The exercise
Render the following material again verbatim, leaving nothing out.

The records
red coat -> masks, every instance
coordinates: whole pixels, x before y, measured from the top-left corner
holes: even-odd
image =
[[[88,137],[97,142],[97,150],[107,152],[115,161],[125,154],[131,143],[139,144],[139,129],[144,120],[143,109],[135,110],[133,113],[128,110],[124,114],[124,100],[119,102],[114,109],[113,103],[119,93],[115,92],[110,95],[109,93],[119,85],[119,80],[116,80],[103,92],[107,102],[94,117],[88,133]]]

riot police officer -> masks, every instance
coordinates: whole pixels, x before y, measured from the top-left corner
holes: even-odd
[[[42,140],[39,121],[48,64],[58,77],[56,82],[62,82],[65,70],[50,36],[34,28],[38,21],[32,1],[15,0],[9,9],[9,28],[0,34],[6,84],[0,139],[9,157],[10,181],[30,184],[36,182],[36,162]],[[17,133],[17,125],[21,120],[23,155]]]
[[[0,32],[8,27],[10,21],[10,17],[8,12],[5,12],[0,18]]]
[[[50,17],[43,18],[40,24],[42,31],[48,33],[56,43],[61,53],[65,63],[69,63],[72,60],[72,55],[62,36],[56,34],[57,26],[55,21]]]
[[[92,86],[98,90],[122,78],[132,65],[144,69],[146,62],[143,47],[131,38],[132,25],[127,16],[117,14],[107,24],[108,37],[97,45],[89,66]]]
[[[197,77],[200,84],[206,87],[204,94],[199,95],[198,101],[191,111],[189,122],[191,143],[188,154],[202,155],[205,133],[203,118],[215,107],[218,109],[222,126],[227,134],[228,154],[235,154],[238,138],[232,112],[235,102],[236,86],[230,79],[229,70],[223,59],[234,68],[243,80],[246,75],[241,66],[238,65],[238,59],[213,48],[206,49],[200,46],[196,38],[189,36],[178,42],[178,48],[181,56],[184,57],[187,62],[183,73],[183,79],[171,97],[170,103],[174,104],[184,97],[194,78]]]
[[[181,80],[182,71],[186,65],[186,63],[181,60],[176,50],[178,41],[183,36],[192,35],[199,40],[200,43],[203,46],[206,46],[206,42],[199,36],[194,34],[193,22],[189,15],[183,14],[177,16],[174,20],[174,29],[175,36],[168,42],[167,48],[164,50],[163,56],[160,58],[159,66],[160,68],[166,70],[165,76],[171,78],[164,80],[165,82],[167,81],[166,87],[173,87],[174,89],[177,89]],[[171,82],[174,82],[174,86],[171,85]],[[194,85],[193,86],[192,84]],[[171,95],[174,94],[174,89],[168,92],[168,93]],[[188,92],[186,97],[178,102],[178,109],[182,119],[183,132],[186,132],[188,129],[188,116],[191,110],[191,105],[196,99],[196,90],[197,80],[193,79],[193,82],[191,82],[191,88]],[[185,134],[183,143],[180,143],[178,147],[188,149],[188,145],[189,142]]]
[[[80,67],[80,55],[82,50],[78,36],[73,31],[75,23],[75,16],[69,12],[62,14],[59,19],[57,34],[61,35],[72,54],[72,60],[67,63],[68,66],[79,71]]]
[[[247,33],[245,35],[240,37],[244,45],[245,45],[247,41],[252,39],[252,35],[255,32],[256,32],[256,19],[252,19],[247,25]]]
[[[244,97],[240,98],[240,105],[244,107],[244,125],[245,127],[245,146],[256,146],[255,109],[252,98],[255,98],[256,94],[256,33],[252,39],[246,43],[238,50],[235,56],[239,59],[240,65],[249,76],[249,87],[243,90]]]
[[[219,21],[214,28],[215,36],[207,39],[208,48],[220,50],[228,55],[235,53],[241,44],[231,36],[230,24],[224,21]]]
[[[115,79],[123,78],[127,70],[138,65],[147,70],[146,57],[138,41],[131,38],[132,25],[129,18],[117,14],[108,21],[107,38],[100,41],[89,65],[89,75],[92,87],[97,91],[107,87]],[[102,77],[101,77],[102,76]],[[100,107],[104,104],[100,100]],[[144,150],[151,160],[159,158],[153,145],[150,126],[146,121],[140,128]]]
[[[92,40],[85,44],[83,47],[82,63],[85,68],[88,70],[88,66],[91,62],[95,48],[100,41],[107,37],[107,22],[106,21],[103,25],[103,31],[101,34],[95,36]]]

The response
red coat -> masks, every instance
coordinates: whole pixels, x before y, measured from the top-left corner
holes: even-odd
image =
[[[88,137],[97,142],[97,150],[107,152],[115,161],[125,154],[131,143],[139,144],[139,129],[144,120],[143,109],[135,110],[133,113],[128,110],[124,114],[124,100],[119,102],[114,109],[113,103],[119,93],[115,92],[110,95],[109,93],[119,85],[119,80],[116,80],[103,92],[107,102],[94,117],[88,133]]]

riot police officer -> masks, every instance
coordinates: whole pixels, x before y, measured from the top-left corner
holes: even-odd
[[[42,140],[39,121],[48,64],[58,77],[56,82],[62,82],[65,70],[50,36],[34,28],[38,21],[32,1],[15,0],[9,9],[9,28],[0,34],[6,84],[0,139],[9,157],[10,181],[30,184],[36,182],[36,162]],[[17,133],[17,125],[21,120],[23,155]]]
[[[0,32],[8,27],[10,21],[10,17],[8,12],[5,12],[0,18]]]
[[[50,17],[43,18],[40,24],[42,31],[48,33],[56,43],[61,53],[65,63],[69,63],[72,60],[72,55],[62,36],[56,34],[57,26],[55,21]]]
[[[92,86],[98,90],[122,78],[132,65],[144,69],[146,62],[143,47],[131,38],[132,25],[127,16],[117,14],[107,24],[108,37],[97,45],[89,66]]]
[[[197,77],[200,84],[206,87],[204,94],[199,95],[198,101],[191,111],[189,122],[191,143],[188,154],[202,155],[205,133],[203,118],[215,107],[218,109],[222,126],[227,134],[228,154],[235,154],[238,138],[232,112],[235,102],[236,86],[230,79],[229,70],[223,59],[234,68],[243,80],[246,75],[241,66],[238,65],[238,59],[213,48],[206,49],[200,46],[196,38],[189,36],[178,42],[178,48],[181,56],[184,57],[187,62],[183,73],[183,79],[171,97],[170,103],[174,104],[184,97],[194,78]]]
[[[181,80],[182,71],[186,65],[186,63],[181,60],[176,50],[178,41],[183,36],[192,35],[199,40],[200,43],[203,46],[206,46],[206,42],[199,36],[194,34],[193,22],[189,15],[183,14],[177,16],[174,20],[174,29],[175,36],[168,42],[167,48],[164,50],[163,56],[160,58],[159,66],[160,68],[166,70],[165,76],[171,78],[164,80],[165,82],[167,81],[166,87],[173,87],[174,89],[177,89]],[[171,82],[174,82],[174,86],[171,85]],[[194,85],[193,86],[192,84]],[[171,95],[174,94],[174,89],[168,92],[168,93]],[[188,92],[186,97],[178,102],[178,109],[182,119],[183,132],[186,132],[188,129],[188,116],[191,110],[191,105],[196,99],[196,90],[197,80],[193,79],[193,82],[191,82],[191,88]],[[185,134],[183,143],[180,143],[178,147],[188,149],[188,145],[189,142]]]
[[[80,67],[80,55],[82,50],[78,36],[73,31],[75,23],[75,16],[69,12],[62,14],[59,19],[57,34],[61,35],[72,54],[72,60],[67,63],[68,66],[79,71]]]
[[[247,33],[245,35],[240,37],[244,45],[245,45],[247,41],[252,39],[252,35],[255,32],[256,32],[256,19],[252,19],[247,25]]]
[[[244,97],[240,98],[240,105],[244,107],[244,125],[245,127],[245,146],[256,146],[255,109],[252,98],[255,98],[256,94],[256,33],[252,39],[246,43],[238,50],[235,56],[239,59],[240,65],[249,76],[249,87],[243,90]]]
[[[219,21],[214,28],[215,36],[207,39],[208,48],[220,50],[228,55],[235,53],[241,44],[231,36],[230,24],[224,21]]]
[[[115,79],[123,78],[127,70],[138,65],[147,70],[146,57],[138,41],[131,38],[132,25],[129,18],[117,14],[108,21],[107,38],[100,41],[89,65],[89,75],[92,87],[97,91],[107,87]],[[102,77],[101,77],[102,76]],[[100,107],[104,104],[100,100]],[[144,150],[151,160],[159,158],[153,145],[150,126],[146,121],[140,128]]]
[[[92,40],[85,44],[83,47],[82,63],[85,68],[88,70],[88,66],[91,62],[95,48],[100,41],[107,37],[107,22],[106,21],[103,25],[103,31],[101,34],[95,36]]]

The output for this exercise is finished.